TASK GOAL => Pull out every line in the items below that contains the string "logo". Case counts.

DATASET =>
>>>>

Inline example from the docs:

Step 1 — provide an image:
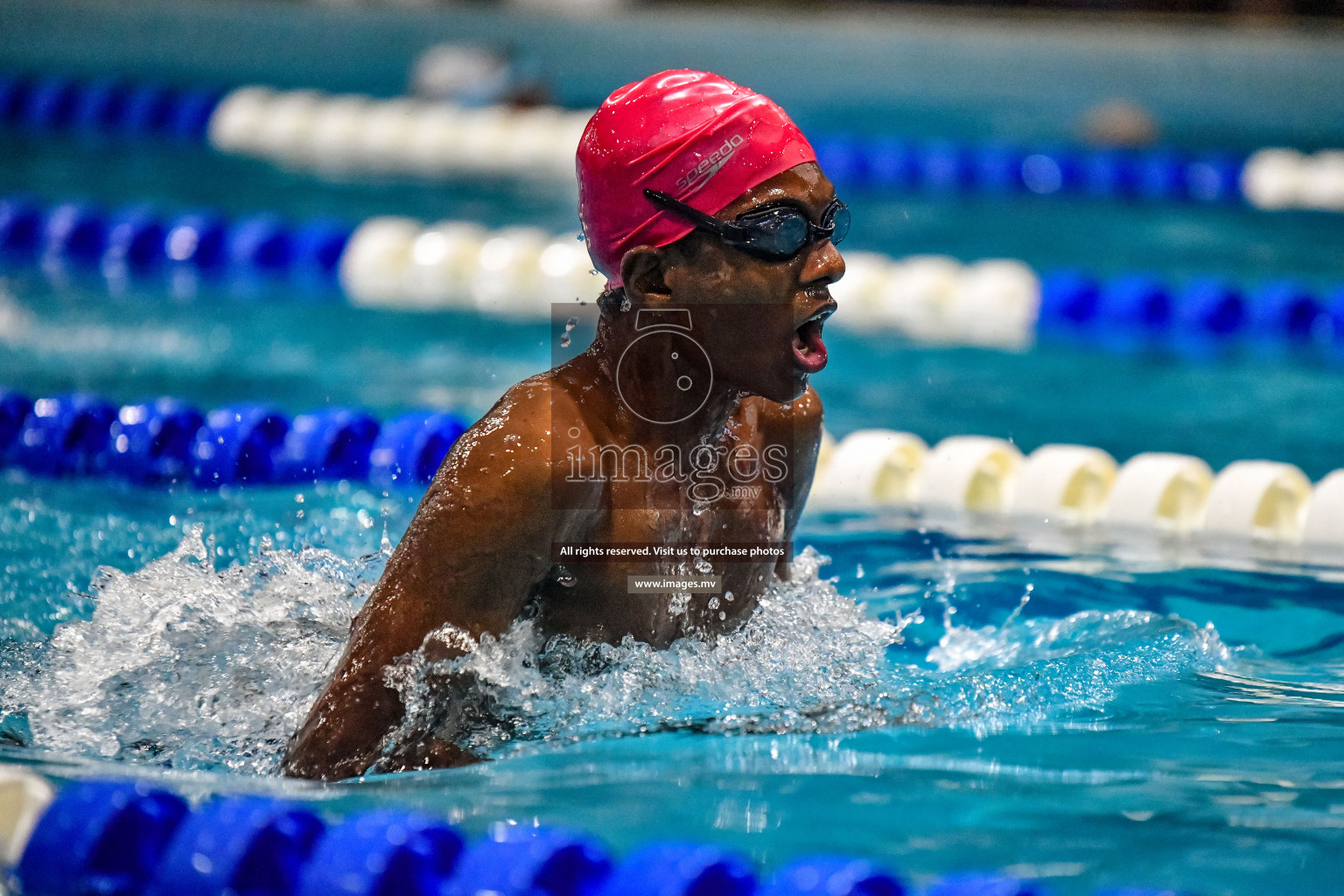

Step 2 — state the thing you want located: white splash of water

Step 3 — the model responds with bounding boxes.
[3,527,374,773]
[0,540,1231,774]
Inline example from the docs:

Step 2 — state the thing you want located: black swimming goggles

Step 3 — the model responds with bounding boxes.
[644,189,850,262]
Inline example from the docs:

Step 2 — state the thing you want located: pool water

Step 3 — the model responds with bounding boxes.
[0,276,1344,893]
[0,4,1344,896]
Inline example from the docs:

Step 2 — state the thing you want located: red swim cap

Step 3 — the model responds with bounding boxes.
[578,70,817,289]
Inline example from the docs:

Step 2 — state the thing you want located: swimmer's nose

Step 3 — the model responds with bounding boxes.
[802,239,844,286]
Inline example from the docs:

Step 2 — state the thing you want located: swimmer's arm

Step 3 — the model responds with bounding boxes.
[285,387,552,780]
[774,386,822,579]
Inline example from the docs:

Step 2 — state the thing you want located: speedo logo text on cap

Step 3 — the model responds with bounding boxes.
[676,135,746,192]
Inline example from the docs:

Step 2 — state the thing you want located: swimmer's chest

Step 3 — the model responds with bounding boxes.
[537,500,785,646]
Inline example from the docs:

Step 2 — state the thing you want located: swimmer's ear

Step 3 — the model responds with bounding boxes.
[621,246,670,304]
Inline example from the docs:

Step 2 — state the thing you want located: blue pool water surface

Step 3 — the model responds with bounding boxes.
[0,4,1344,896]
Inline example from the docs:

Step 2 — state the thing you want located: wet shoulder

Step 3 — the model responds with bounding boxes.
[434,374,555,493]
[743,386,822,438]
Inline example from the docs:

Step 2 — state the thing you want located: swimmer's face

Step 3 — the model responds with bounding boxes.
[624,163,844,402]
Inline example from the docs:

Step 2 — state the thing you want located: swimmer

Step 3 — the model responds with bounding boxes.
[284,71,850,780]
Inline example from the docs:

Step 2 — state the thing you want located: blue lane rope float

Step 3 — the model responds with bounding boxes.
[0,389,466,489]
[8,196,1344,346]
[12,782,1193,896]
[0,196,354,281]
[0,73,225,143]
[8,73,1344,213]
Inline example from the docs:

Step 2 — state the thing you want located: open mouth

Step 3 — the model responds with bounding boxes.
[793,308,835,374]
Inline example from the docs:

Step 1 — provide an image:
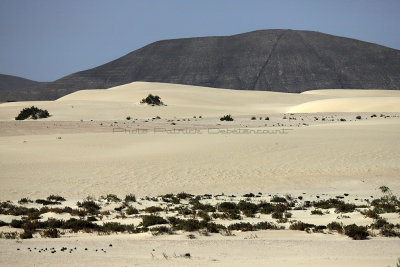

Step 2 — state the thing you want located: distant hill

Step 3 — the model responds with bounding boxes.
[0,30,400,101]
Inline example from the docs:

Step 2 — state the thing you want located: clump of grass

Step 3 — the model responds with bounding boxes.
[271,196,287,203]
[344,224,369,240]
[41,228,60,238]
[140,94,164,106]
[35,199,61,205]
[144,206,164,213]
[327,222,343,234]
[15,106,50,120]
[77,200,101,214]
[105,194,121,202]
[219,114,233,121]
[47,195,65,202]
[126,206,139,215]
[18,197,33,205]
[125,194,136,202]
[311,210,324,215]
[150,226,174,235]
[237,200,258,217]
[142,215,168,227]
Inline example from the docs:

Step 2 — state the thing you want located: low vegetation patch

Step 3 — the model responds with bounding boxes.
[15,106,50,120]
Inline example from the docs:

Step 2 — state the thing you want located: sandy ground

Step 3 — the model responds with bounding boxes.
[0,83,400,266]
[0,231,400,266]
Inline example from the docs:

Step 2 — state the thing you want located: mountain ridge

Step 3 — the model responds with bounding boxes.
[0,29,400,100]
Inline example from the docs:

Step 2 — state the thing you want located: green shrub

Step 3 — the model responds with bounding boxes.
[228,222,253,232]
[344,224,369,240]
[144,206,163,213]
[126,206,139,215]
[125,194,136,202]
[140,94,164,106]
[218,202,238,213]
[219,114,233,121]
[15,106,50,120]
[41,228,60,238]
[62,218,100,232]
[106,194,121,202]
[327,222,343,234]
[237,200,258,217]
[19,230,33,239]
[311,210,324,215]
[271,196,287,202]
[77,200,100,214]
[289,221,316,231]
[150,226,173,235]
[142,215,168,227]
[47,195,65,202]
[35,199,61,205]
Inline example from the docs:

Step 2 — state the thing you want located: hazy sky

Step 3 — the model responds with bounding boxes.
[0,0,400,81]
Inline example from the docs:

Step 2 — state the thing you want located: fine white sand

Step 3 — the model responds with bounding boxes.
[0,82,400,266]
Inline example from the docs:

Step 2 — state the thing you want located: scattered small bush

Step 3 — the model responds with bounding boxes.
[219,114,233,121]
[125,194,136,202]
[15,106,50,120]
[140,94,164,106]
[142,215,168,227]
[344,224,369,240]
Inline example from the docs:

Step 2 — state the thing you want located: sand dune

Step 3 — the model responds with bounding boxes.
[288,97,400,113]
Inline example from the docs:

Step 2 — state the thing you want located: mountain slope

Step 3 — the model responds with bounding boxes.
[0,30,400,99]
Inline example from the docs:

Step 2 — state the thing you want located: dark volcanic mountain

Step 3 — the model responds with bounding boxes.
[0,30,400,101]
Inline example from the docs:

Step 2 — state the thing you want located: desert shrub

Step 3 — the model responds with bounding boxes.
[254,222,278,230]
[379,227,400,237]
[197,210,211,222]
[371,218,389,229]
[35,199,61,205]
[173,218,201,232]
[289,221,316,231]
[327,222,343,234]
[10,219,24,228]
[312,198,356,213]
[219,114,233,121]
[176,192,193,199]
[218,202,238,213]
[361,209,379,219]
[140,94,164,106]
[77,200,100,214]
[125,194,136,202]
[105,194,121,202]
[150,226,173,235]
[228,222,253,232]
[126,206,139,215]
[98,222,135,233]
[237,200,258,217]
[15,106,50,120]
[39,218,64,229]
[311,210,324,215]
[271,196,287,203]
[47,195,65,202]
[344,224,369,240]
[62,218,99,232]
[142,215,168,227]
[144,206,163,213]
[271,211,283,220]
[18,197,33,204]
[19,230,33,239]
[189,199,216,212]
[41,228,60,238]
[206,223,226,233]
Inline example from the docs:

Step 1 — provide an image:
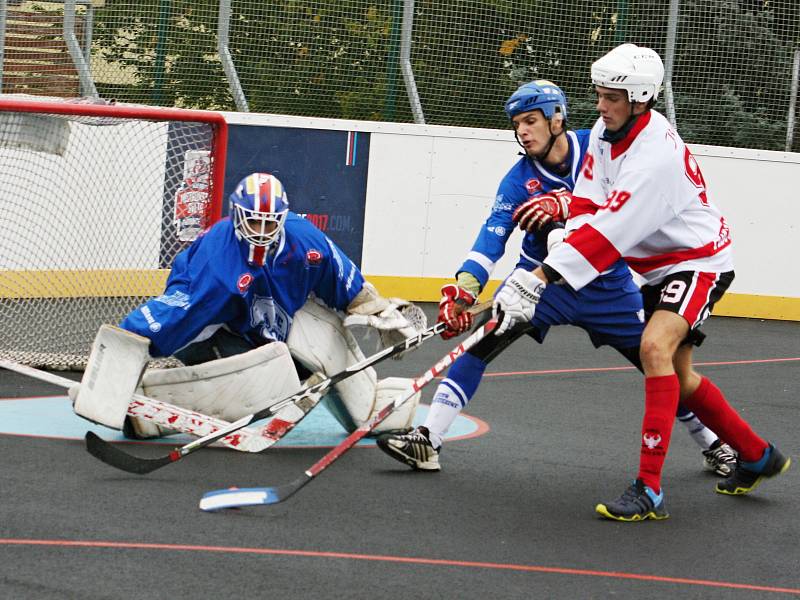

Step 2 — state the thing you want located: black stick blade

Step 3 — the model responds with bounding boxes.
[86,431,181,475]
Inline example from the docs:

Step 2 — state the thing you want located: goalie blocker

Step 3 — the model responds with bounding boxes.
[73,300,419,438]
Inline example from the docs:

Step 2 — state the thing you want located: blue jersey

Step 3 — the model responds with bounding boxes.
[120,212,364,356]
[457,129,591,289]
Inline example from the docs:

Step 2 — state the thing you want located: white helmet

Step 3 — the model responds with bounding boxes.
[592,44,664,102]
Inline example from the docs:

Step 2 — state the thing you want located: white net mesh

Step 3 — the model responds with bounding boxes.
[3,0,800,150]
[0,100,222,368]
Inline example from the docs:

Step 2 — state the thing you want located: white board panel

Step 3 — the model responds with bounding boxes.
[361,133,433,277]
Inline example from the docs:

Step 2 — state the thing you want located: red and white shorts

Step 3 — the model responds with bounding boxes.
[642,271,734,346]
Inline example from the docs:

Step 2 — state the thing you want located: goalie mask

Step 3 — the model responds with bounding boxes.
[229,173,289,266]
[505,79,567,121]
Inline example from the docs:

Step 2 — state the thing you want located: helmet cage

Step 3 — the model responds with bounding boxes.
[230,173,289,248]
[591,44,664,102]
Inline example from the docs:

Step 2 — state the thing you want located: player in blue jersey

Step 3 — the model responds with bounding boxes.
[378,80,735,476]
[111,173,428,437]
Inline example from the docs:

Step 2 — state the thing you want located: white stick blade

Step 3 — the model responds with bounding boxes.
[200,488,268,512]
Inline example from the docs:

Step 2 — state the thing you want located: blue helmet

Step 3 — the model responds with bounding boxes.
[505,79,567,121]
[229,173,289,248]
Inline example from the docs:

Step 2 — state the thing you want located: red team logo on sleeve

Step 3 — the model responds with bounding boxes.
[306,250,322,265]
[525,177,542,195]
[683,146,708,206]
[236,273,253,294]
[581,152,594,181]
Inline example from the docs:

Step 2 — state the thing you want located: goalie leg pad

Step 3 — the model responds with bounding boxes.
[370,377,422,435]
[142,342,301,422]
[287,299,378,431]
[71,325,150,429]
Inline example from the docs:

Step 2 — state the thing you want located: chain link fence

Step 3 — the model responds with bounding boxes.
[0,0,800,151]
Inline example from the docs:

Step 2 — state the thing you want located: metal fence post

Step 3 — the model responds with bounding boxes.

<<<<

RESULT =>
Step 2 — state the thing you want located: speedo logo text on cap
Step 2 — state the thing you want located: red team logo on sleeve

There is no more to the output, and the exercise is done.